##### TEXT PASSAGE

The Labor Zionists urged American Jews voluntarily to enlist in the armed forces before they were called by their draft boards. In this way, American Jews could express their sense of outrage and transfer their “indignation, anguish, and hope for a free world” into “effective action. Our dignity as human beings demands no less,” they asserted. After all, “we are no longer impotent—the sense of helplessness…which paralyzed us for so long is over.” The Forward noted the inability of the Jews of Palestine to participate as a people in the fight against the Axis powers became another factor why the Labor Zionists wanted American Jewry to enlist.

Another way American Jewry could strengthen the forces resisting the Nazis was by giving to the United Jewish Appeal. Rabbi Abba Hillel Silver, one of the most prominent Zionist leaders, and Rabbi Jonah B. Wise, National Chairman of the UJA, declared the war had greatly increased the need for Jewish rescue and rehabilitation in Europe, Palestine, and the US, and called American Jews to increase its support.

##########
##### MATERIAL

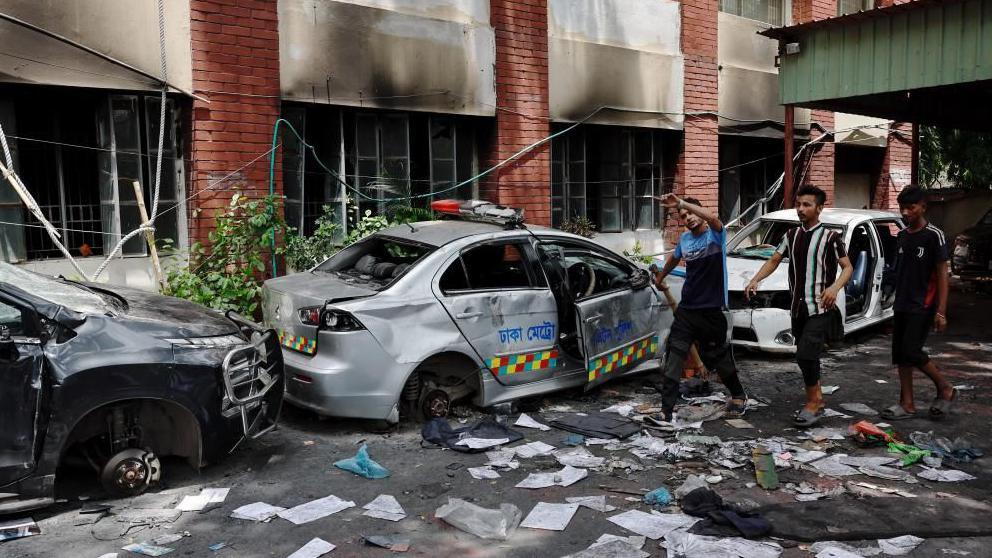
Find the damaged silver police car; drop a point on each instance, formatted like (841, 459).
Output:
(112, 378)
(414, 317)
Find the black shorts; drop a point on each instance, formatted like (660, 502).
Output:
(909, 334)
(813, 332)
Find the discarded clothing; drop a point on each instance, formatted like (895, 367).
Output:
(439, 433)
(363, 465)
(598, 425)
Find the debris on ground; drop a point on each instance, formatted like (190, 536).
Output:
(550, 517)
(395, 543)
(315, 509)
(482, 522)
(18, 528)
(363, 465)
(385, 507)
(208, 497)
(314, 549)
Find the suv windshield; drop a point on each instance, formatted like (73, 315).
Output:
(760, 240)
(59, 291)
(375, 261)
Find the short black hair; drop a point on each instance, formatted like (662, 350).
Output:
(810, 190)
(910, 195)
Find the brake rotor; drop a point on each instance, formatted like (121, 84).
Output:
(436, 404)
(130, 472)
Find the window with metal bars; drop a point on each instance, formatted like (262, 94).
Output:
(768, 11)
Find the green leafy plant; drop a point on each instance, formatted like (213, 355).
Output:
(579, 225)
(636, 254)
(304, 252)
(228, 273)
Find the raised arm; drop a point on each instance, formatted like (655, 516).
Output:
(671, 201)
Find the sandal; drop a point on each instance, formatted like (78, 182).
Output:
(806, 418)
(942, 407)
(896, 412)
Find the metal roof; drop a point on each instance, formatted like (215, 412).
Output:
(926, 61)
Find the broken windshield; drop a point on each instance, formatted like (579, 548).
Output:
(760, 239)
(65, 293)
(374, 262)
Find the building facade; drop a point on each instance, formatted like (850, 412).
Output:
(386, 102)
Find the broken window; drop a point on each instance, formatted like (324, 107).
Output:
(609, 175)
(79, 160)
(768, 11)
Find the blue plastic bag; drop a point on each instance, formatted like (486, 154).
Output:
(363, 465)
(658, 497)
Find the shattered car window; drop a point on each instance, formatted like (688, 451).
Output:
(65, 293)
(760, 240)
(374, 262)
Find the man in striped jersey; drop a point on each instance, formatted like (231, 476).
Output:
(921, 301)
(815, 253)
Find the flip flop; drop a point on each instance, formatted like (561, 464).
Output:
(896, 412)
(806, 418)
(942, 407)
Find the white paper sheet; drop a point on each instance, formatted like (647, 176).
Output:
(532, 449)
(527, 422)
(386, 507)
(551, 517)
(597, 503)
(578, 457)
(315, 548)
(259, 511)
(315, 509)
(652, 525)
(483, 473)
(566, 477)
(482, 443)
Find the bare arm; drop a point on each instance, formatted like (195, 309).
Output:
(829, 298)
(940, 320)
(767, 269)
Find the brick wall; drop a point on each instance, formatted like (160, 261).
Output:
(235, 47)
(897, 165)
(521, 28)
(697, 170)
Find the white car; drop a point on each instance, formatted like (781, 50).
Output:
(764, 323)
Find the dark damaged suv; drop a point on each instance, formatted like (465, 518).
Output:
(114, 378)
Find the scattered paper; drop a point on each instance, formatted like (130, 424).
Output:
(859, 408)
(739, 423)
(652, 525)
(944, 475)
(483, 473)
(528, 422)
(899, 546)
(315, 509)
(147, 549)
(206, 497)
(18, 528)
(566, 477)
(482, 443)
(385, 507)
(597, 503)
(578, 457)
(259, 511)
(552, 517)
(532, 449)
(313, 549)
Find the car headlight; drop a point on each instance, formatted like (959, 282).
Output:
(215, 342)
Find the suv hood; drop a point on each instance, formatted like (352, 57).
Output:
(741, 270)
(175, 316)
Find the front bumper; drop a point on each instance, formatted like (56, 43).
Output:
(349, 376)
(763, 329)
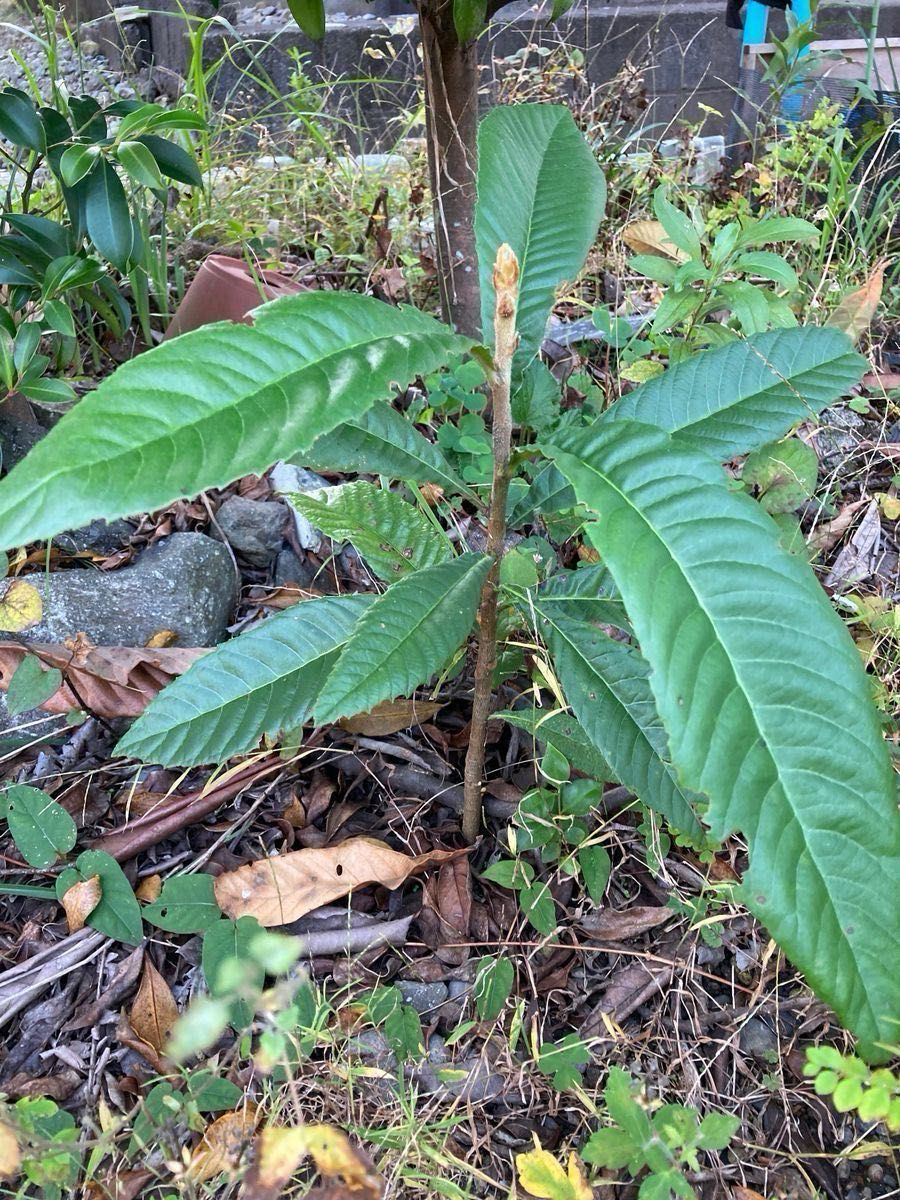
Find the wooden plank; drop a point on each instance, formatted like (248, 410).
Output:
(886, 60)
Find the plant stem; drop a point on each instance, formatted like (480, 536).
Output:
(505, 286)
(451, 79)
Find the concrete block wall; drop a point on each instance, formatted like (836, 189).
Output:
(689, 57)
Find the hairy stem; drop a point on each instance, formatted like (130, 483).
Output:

##########

> [DIRECTION] Reproduce, word for word, the passage above about American Jewish support for the war effort.

> [SOLUTION TO THE PROBLEM]
The Labor Zionists urged American Jews voluntarily to enlist in the armed forces before they were called by their draft boards. In this way, American Jews could express their sense of outrage and transfer their “indignation, anguish, and hope for a free world” into “effective action. Our dignity as human beings demands no less,” they asserted. After all, “we are no longer impotent—the sense of helplessness…which paralyzed us for so long is over.” The Forward noted the inability of the Jews of Palestine to participate as a people in the fight against the Axis powers became another factor why the Labor Zionists wanted American Jewry to enlist.

Another way American Jewry could strengthen the forces resisting the Nazis was by giving to the United Jewish Appeal. Rabbi Abba Hillel Silver, one of the most prominent Zionist leaders, and Rabbi Jonah B. Wise, National Chairman of the UJA, declared the war had greatly increased the need for Jewish rescue and rehabilitation in Europe, Palestine, and the US, and called American Jews to increase its support.